(Bounding-box data)
======

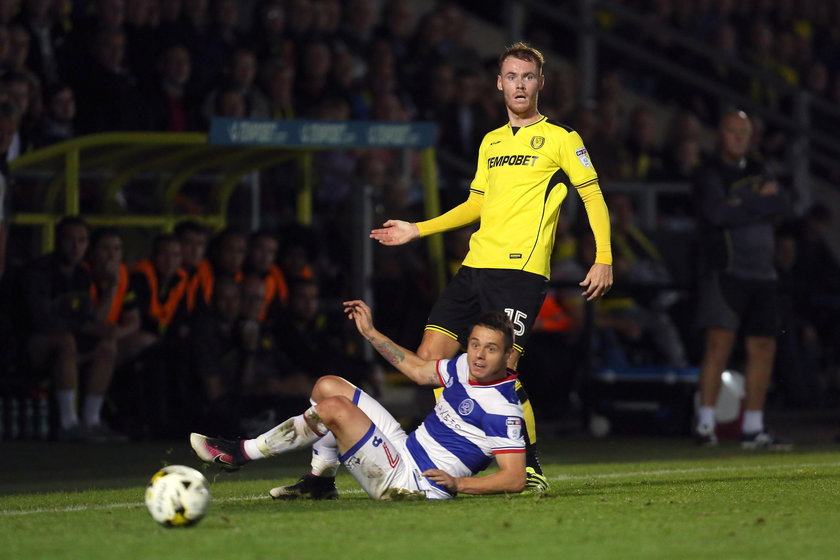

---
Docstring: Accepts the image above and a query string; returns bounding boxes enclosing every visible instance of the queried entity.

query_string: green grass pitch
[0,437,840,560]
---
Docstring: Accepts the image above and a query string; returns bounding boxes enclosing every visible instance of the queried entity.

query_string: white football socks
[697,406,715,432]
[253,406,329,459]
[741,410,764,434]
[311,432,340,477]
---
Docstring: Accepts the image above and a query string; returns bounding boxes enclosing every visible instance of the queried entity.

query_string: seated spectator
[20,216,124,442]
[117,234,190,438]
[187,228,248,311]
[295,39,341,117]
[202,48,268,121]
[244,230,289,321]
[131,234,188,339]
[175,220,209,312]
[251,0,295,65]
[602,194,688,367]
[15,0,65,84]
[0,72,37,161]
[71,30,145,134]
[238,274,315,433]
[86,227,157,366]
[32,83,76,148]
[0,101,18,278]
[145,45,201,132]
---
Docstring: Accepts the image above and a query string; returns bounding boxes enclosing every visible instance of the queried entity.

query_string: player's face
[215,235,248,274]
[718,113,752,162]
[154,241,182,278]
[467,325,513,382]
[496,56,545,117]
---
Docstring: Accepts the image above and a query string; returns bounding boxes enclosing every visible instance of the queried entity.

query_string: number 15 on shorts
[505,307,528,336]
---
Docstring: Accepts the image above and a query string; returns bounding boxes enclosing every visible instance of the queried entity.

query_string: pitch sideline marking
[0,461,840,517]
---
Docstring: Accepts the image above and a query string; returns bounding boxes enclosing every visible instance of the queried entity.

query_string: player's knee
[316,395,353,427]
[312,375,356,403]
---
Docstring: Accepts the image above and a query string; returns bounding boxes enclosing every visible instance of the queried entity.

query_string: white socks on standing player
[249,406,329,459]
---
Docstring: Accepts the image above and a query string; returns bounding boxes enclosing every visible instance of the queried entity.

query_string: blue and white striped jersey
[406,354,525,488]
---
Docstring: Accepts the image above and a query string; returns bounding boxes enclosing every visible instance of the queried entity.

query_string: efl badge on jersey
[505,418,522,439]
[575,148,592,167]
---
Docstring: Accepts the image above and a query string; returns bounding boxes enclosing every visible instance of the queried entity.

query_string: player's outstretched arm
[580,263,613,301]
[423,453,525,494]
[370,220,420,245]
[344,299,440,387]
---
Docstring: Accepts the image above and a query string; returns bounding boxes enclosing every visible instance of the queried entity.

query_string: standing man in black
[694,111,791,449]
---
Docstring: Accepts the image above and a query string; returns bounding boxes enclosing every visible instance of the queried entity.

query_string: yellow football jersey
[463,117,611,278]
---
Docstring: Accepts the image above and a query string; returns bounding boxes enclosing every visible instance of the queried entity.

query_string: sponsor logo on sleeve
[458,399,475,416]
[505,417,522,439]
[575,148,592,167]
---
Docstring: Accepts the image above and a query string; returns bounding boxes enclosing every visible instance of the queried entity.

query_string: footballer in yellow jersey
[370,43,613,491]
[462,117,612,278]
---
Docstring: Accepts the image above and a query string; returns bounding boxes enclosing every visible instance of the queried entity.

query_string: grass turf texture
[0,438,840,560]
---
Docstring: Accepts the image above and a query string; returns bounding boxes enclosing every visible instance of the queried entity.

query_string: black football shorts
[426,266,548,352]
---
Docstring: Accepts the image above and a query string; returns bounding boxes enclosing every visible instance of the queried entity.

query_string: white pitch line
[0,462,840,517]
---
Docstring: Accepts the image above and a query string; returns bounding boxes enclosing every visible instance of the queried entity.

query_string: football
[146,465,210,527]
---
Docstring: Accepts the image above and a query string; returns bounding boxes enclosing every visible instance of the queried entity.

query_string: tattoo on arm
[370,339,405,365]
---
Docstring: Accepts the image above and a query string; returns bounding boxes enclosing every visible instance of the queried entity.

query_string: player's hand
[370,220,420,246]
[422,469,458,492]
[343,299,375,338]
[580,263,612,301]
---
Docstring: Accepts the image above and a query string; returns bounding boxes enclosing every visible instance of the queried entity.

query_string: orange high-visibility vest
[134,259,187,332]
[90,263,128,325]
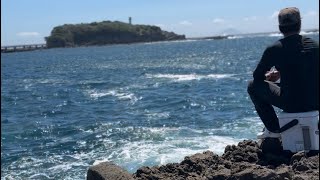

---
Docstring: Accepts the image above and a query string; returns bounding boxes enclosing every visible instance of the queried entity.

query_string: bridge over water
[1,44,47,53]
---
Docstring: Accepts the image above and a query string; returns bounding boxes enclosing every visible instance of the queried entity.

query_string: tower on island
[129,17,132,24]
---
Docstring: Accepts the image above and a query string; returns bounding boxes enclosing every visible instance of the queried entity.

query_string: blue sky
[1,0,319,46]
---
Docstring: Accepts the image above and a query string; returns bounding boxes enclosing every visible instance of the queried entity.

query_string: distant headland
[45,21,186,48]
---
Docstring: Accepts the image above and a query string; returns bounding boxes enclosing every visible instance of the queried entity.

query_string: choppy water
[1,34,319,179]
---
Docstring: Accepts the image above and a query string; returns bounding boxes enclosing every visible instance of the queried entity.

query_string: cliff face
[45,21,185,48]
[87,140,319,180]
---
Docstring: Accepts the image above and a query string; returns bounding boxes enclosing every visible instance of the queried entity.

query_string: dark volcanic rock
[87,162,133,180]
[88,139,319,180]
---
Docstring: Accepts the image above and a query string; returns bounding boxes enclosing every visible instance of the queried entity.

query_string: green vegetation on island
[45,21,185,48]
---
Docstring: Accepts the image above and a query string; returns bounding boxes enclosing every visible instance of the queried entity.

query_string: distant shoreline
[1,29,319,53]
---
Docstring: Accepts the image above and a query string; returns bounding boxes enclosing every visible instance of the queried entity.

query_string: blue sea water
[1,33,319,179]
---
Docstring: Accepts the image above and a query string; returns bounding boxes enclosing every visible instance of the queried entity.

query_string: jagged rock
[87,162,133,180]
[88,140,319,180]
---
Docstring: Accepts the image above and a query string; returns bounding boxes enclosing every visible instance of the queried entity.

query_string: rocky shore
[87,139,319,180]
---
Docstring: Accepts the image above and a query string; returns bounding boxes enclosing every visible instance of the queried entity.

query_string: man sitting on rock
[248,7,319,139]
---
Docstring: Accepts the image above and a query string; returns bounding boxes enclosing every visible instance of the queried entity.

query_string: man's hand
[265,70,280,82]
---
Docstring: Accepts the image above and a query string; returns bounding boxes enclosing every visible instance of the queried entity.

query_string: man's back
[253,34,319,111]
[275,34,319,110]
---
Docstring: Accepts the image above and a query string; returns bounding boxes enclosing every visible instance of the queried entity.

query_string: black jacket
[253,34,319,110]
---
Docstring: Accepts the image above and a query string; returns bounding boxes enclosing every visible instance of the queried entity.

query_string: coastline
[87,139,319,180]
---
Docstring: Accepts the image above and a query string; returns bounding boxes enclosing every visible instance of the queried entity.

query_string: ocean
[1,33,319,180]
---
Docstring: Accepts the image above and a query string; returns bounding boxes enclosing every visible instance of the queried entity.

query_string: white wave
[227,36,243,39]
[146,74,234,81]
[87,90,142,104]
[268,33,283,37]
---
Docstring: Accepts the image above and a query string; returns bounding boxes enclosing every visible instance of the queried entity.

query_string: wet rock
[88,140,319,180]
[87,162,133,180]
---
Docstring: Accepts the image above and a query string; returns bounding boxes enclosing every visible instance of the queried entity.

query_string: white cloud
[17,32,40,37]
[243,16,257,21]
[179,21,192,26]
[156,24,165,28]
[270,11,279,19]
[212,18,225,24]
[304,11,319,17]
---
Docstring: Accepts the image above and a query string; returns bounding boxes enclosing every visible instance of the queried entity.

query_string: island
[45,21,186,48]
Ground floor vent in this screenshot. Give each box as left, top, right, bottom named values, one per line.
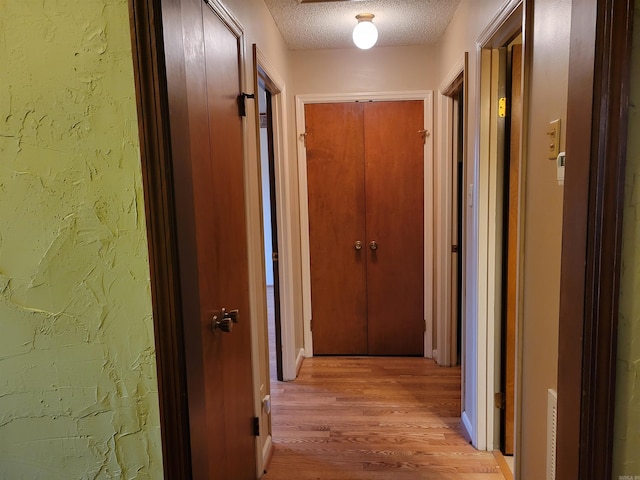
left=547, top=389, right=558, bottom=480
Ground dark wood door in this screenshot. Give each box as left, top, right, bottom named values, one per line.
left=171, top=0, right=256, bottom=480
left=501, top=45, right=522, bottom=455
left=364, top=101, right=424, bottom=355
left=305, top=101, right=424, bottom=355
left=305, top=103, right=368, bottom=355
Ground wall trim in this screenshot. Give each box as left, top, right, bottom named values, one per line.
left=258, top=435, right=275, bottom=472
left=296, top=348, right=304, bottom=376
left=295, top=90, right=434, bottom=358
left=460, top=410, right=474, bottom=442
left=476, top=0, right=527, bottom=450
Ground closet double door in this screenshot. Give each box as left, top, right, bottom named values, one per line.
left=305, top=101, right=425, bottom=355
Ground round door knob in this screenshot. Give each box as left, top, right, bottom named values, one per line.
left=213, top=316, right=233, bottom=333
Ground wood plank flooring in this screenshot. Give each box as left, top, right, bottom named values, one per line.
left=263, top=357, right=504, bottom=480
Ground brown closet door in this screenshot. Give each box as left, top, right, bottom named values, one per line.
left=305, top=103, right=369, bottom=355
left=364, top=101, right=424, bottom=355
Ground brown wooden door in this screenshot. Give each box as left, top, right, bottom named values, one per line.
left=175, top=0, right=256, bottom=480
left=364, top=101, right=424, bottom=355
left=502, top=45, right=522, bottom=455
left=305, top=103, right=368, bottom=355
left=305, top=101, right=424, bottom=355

======

Exercise aim -
Copy out, unchanged, every line of the data above from the line containing "Ground dark wood" through the last line of the data, including both of those lines.

Response -
Ground dark wood door in this screenshot. Give each box as left, top, right, bottom named values, one per line.
left=171, top=0, right=256, bottom=480
left=501, top=45, right=522, bottom=455
left=364, top=101, right=424, bottom=355
left=305, top=101, right=424, bottom=355
left=305, top=103, right=368, bottom=355
Ground wall trim in this screenshot. Give each box as left, top, right, bottom named values, one per line.
left=258, top=435, right=275, bottom=472
left=296, top=348, right=304, bottom=376
left=295, top=90, right=434, bottom=358
left=460, top=410, right=474, bottom=442
left=476, top=0, right=527, bottom=450
Ground closet double door in this screenshot. Give each box as left, top, right, bottom named values, one per line.
left=305, top=101, right=425, bottom=355
Ground round door knob in this screenshot. Give each box as left, top, right, bottom named values, one per line.
left=213, top=316, right=233, bottom=333
Ground wood plank flooring in this screenshot. Give each box as left, top, right, bottom named values, one per line.
left=263, top=357, right=504, bottom=480
Ground brown closet door in this screenshot. Give each box as left, top, right, bottom named values, one per line.
left=305, top=103, right=369, bottom=355
left=364, top=101, right=424, bottom=355
Ground brown wooden door in this screenshot. Give each box as left, top, right, bottom named values, one per line.
left=175, top=0, right=256, bottom=480
left=364, top=101, right=424, bottom=355
left=502, top=45, right=522, bottom=455
left=305, top=103, right=368, bottom=355
left=305, top=101, right=424, bottom=355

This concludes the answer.